**Selected excerpt**:
J. Stoever-Ackerman’s recent exploration of the complicated relationship between classical music and social class in America raised some provocative questions for me personally. I am a professional classical musician with a doctorate in voice, as well as the daughter of two working-class white ethnics who became professional intellectuals. My family’s origins, curiously perhaps by today’s standards, did not place classical music out of reach on the far side of the class barrier: my father played in the legendary Hempstead High School Orchestra on Long Island, while my mother, a single teen mom, took herself to the Philharmonic for a Christmas gift every year while she worked in a factory and attended college at night (this was, however, before music instruction was gutted from the public school curriculum in the 1970s and 1980s). As a result, classical music was a very present part of my early life, and, without overstating things too much, I can realistically say that it has helped to form me as a person, and has provided me not only with bread for my body but also, and more importantly, with breath for my soul. I feel like the study and practice of classical music gave me not only my career, but even my life. Coming from this position, then, Stoever-Ackerman’s slighty gulity bemusement at her pleasure in the orchestral concert she attended, and her assertion that “where listening is concerned, resistance and subjection can never be easily separated,” sat uneasily with me.
Stoever-Ackerman’s objections to longhair music are based not only upon class affinity, but also, perhaps unconsciously, in her standpoint as a twenty-first-century American intellectual. As UCLA musicologist Richard Taruskin has noted, it has been au courant since the 1960s for intellectuals to eschew classical music in favor of the various genres of what he calls “commercial music:”
and they often seem oblivious to the very existence of other genres. Of no other art medium is this true. Intellectuals in America distinguish between commercial and “literary” fiction, between commercial and “fine” art, between mass-market and “art” cinema. But the distinction in music is no longer drawn, except by professionals. Nowadays most educated persons maintain a lifelong fealty to the popular groups they embraced as adolescents, and generation gaps between parents and children now manifest themselves musically in contests between rock styles.

**Raw data**:

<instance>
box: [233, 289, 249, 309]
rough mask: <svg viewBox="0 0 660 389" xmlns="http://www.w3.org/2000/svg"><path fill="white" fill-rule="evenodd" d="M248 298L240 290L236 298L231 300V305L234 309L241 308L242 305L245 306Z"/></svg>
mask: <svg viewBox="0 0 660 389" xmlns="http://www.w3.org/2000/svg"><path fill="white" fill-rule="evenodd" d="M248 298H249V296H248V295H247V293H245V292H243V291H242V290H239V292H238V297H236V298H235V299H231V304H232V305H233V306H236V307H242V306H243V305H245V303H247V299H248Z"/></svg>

**Problem to work on**: Reproduce everything in the essay on classical music and social class from "and they often" down to "between rock styles.", without any changes.

**Solution below**:
and they often seem oblivious to the very existence of other genres. Of no other art medium is this true. Intellectuals in America distinguish between commercial and “literary” fiction, between commercial and “fine” art, between mass-market and “art” cinema. But the distinction in music is no longer drawn, except by professionals. Nowadays most educated persons maintain a lifelong fealty to the popular groups they embraced as adolescents, and generation gaps between parents and children now manifest themselves musically in contests between rock styles.